Transcribe the passage about the gloomy friend and the cheerful friend, beginning at the words "This gnawing insecurity" and stopping after "surface of things.".

> _DOCUMENT PASSAGE_

--- START ---

One of them was a gloomy man and the other quite cheerful, and each of them, had you asked them, would have grounded their respective dispositions in what they believed God required of them. The cheerful one was correct, of course, but he couldn’t really talk about it with his friend. During their college years, and the early years of their marriages, it was possible for both of them to keep to their respective opinions, and these opinions were largely opinions only.

But as the years went by, and the gloominess of the one steadily drove most of his friends away and alienated much of his family, it became increasingly obvious, even to him, that something was wrong. Calling his perspective “realistic” didn’t seem to help.

This gnawing insecurity did not come out, initially, as insecurity, but rather as an accusation. When his cheerful friend had made a passing comment about how wonderful his dinner the previous night had been, the gloomy friend finally erupted. His insecurity was heavily disguised as anger and indignation, but fortunately his friend was wise as well as cheerful, and did not look on the surface of things.

They talked for several hours, and did not appear to be getting anywhere—but the reason they were talking at all is that the gloomy man wanted out, even though he would not admit it openly. Finally, one stray comment, like a random arrow in a great battle, hit him at the joints of his armor.

His friend said, “You know, you have complaints about the whole world, and at the center of those complaints is the conviction that nobody out there obeys the Bible anymore. But Paul says to rejoice all the time. How is your disobedience privileged or different?”

--- END ---

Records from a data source
--- START ---

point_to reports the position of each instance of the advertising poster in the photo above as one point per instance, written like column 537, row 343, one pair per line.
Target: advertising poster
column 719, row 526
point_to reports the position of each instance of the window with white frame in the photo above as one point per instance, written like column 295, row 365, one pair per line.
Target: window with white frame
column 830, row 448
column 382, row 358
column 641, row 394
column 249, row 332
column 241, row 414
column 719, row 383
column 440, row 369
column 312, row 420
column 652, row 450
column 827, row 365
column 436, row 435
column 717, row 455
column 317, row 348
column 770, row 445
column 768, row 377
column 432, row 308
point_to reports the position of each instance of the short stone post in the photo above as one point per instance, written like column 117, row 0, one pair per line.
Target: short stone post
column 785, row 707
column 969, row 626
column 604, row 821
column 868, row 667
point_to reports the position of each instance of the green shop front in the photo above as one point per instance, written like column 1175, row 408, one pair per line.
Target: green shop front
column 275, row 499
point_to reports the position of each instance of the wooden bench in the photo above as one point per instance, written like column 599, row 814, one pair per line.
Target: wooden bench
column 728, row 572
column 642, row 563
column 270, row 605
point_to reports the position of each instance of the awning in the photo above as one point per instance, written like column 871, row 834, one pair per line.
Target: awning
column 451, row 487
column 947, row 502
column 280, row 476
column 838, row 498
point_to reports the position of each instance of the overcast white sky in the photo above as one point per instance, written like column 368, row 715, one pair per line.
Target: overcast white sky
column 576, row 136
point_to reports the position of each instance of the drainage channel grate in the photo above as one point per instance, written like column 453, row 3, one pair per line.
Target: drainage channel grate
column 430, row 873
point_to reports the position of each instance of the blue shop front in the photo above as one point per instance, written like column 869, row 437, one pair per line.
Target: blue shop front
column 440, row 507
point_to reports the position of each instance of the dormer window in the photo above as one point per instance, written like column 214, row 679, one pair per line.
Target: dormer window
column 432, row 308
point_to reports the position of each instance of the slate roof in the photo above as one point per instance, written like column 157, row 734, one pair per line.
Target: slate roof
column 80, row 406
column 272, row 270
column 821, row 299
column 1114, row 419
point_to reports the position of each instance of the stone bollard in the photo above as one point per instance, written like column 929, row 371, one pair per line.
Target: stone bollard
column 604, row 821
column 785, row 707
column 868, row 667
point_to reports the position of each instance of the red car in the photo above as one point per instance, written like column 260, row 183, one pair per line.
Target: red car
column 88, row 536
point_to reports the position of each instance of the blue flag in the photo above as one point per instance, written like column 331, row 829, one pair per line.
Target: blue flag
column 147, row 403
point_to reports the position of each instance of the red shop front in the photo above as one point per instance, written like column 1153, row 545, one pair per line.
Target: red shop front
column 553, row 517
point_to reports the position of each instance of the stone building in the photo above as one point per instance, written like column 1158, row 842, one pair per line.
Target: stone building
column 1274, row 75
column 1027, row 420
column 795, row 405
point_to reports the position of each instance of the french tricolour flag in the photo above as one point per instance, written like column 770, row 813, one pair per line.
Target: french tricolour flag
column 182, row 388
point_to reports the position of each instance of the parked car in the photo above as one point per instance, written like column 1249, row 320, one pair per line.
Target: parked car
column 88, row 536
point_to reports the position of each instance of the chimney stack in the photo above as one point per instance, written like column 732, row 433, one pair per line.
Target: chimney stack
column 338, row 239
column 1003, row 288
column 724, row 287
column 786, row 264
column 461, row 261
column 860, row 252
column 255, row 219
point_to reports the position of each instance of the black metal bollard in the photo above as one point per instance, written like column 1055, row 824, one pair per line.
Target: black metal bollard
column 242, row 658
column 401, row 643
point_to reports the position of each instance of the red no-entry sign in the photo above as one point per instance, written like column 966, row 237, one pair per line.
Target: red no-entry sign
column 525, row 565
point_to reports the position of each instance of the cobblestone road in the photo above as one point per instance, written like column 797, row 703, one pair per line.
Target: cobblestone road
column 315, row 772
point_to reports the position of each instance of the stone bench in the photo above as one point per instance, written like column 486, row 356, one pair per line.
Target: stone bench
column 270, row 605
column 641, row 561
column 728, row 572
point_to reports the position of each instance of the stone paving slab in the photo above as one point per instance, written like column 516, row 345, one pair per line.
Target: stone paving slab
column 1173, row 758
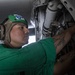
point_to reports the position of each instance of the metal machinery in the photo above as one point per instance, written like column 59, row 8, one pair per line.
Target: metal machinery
column 51, row 17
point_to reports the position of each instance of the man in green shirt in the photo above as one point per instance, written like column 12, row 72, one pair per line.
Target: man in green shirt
column 34, row 59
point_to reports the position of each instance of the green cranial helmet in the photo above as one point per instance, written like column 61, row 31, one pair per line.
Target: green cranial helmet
column 18, row 18
column 8, row 23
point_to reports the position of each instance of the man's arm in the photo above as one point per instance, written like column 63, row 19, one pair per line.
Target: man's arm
column 61, row 40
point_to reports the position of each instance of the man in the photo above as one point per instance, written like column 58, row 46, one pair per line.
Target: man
column 35, row 59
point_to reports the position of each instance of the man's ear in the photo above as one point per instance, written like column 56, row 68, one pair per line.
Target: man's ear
column 2, row 31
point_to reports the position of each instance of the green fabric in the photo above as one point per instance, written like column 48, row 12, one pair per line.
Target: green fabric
column 35, row 59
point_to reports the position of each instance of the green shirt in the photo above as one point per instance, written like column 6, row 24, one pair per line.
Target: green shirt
column 34, row 59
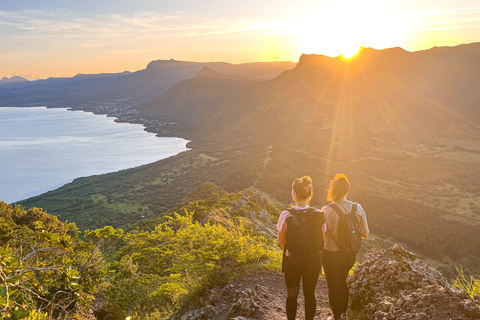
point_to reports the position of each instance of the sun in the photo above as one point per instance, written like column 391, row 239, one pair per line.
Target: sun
column 342, row 28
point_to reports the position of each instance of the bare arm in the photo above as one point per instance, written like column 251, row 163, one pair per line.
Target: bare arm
column 281, row 239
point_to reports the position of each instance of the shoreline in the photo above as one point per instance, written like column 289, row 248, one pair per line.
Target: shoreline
column 120, row 115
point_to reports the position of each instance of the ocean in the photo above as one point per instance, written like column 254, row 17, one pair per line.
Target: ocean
column 42, row 149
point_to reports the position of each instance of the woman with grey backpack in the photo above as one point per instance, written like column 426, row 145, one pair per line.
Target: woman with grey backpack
column 345, row 224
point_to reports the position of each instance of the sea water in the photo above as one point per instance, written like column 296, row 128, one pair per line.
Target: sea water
column 42, row 149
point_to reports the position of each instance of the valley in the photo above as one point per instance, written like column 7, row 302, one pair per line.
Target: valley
column 398, row 124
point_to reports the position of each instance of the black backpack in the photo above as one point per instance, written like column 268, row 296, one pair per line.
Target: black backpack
column 348, row 237
column 304, row 238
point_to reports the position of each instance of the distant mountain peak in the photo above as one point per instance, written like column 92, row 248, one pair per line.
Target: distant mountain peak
column 14, row 79
column 209, row 72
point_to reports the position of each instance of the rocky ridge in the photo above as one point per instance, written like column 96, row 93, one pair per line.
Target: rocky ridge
column 395, row 284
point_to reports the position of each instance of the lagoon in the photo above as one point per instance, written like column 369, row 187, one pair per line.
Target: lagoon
column 42, row 149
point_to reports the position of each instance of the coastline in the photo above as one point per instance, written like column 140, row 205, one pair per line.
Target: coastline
column 103, row 155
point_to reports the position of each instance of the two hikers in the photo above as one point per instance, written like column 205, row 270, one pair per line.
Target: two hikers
column 301, row 234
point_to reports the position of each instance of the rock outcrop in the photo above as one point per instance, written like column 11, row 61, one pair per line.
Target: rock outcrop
column 254, row 208
column 394, row 284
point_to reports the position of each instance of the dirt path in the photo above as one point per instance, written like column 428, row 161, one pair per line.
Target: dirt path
column 259, row 296
column 271, row 299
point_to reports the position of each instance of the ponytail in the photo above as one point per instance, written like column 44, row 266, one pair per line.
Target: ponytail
column 339, row 187
column 303, row 188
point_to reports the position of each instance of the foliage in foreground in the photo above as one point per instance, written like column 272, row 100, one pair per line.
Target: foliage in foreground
column 46, row 271
column 177, row 260
column 466, row 283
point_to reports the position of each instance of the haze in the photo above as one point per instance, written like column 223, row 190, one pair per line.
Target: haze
column 53, row 38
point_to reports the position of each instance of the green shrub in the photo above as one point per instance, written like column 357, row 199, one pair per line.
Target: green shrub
column 179, row 259
column 466, row 283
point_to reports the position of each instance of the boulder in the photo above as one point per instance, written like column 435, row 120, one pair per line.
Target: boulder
column 395, row 284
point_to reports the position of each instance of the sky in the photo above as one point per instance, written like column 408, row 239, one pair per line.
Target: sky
column 61, row 38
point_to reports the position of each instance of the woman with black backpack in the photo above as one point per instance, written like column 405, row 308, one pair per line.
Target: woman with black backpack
column 342, row 241
column 301, row 239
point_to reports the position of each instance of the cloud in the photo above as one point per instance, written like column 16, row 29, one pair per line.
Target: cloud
column 437, row 20
column 62, row 23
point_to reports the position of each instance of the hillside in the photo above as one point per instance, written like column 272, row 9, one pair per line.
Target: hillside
column 404, row 126
column 126, row 88
column 217, row 260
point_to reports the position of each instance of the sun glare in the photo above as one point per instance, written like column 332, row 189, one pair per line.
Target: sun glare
column 341, row 29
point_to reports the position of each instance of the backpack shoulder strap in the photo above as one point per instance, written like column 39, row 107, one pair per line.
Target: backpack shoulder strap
column 292, row 211
column 354, row 208
column 336, row 208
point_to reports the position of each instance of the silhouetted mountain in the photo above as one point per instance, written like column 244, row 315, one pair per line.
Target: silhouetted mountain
column 126, row 87
column 380, row 90
column 12, row 82
column 208, row 72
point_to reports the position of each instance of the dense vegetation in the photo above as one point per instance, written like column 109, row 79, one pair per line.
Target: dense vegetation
column 48, row 272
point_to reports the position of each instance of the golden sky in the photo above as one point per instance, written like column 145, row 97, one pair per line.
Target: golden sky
column 41, row 39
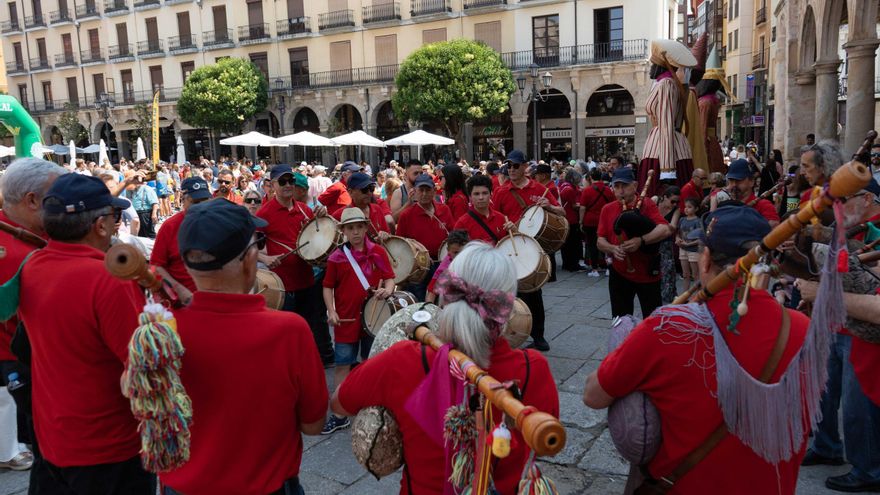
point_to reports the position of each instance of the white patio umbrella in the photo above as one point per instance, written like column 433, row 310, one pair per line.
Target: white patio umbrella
column 141, row 153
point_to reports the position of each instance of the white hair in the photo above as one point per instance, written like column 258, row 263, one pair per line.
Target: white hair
column 28, row 175
column 480, row 265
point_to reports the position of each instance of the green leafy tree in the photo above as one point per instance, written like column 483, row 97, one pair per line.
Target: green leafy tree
column 454, row 82
column 221, row 97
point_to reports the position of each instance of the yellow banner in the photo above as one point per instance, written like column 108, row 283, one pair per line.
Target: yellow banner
column 155, row 130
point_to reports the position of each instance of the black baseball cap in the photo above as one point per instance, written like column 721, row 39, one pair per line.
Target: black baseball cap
column 78, row 193
column 218, row 227
column 195, row 187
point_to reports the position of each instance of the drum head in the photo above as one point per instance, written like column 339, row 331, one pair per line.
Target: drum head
column 321, row 235
column 524, row 251
column 532, row 221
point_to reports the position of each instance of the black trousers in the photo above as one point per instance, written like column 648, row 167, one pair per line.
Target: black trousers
column 535, row 302
column 118, row 478
column 572, row 250
column 624, row 291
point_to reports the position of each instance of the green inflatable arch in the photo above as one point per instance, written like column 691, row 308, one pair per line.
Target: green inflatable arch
column 27, row 134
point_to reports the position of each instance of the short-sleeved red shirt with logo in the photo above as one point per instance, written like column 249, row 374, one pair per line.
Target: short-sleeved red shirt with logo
column 645, row 268
column 281, row 233
column 277, row 382
column 389, row 378
column 660, row 363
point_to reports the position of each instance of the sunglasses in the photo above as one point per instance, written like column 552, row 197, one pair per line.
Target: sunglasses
column 259, row 241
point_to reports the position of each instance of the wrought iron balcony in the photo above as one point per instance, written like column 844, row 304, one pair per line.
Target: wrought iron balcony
column 253, row 33
column 65, row 60
column 429, row 7
column 60, row 16
column 382, row 12
column 177, row 44
column 150, row 48
column 475, row 4
column 217, row 39
column 338, row 19
column 293, row 27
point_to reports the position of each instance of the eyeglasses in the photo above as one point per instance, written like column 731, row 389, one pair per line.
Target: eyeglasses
column 259, row 241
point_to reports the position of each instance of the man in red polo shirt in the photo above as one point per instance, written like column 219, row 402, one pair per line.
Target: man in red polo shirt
column 79, row 327
column 335, row 197
column 253, row 374
column 741, row 187
column 633, row 271
column 482, row 222
column 165, row 255
column 429, row 223
column 671, row 358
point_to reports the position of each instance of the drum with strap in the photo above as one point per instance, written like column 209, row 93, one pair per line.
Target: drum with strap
column 318, row 238
column 270, row 287
column 549, row 229
column 409, row 259
column 531, row 262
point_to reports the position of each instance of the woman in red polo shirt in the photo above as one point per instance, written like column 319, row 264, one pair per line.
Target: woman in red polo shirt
column 389, row 379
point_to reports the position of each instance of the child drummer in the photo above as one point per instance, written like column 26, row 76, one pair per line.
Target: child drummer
column 355, row 269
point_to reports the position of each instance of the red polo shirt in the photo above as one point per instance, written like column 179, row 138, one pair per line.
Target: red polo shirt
column 79, row 348
column 645, row 269
column 504, row 201
column 281, row 233
column 376, row 217
column 166, row 251
column 661, row 364
column 276, row 383
column 495, row 222
column 367, row 385
column 430, row 230
column 593, row 198
column 349, row 295
column 16, row 251
column 335, row 197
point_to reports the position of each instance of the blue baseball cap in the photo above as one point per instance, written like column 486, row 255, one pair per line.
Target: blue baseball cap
column 727, row 229
column 78, row 193
column 739, row 170
column 195, row 187
column 220, row 228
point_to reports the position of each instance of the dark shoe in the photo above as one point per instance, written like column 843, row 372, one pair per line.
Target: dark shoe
column 850, row 483
column 814, row 459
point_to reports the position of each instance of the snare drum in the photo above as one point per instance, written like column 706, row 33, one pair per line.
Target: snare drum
column 409, row 259
column 318, row 238
column 531, row 262
column 519, row 326
column 377, row 311
column 271, row 288
column 549, row 229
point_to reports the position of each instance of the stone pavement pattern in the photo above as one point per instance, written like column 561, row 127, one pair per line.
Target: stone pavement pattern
column 578, row 317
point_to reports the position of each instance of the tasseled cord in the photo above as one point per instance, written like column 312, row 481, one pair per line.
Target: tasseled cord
column 151, row 381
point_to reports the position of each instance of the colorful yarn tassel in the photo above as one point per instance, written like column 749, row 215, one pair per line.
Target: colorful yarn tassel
column 151, row 381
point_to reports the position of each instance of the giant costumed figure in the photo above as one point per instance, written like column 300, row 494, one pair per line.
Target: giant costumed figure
column 666, row 151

--- END ---

> _FINISHED EXERCISE_
This gnawing insecurity did not come out, initially, as insecurity, but rather as an accusation. When his cheerful friend had made a passing comment about how wonderful his dinner the previous night had been, the gloomy friend finally erupted. His insecurity was heavily disguised as anger and indignation, but fortunately his friend was wise as well as cheerful, and did not look on the surface of things.